▶ _TASK OBJECTIVE_: Can you reproduce the rows unchanged, starting at the first line and stopping after the line that contains "787], [241, 780]]"?

— Start INFORMATION SHOWN —

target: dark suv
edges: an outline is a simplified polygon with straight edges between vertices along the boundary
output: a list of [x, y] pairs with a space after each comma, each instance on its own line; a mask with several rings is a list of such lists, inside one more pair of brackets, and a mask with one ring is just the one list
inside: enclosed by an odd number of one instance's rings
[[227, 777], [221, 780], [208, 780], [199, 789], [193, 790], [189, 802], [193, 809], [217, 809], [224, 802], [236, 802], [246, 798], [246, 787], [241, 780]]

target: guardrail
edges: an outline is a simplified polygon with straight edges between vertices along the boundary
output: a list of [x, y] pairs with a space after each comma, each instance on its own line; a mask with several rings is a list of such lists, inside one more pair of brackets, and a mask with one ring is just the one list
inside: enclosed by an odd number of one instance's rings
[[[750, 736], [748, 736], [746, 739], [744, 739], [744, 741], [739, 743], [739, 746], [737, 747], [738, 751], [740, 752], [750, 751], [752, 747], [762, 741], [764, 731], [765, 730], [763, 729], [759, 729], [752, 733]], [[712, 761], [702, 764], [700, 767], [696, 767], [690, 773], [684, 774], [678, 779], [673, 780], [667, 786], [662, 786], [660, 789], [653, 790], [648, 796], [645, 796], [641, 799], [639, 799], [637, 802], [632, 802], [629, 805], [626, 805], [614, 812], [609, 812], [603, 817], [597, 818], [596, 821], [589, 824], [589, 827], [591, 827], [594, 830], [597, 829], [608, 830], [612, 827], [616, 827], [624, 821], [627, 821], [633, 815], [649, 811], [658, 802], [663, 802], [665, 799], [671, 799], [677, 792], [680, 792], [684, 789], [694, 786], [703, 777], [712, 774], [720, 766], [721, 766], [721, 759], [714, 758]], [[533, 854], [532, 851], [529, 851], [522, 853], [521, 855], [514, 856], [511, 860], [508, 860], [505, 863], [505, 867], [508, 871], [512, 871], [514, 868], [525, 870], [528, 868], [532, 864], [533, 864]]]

— End INFORMATION SHOWN —

▶ _SOLUTION TO THIS PROBLEM_:
target: dark suv
edges: an outline is a simplified polygon with straight edges between vertices along the boundary
output: a list of [x, y] pairs with a space after each comma, each instance on its own line; a mask with several rings is a list of such lists, inside one more pair of brackets, and a mask with one ring is just the one list
inside: enclosed by an odd number of one instance's rings
[[227, 777], [221, 780], [208, 780], [199, 789], [193, 790], [189, 802], [193, 809], [217, 809], [224, 802], [236, 802], [246, 798], [246, 787], [241, 780]]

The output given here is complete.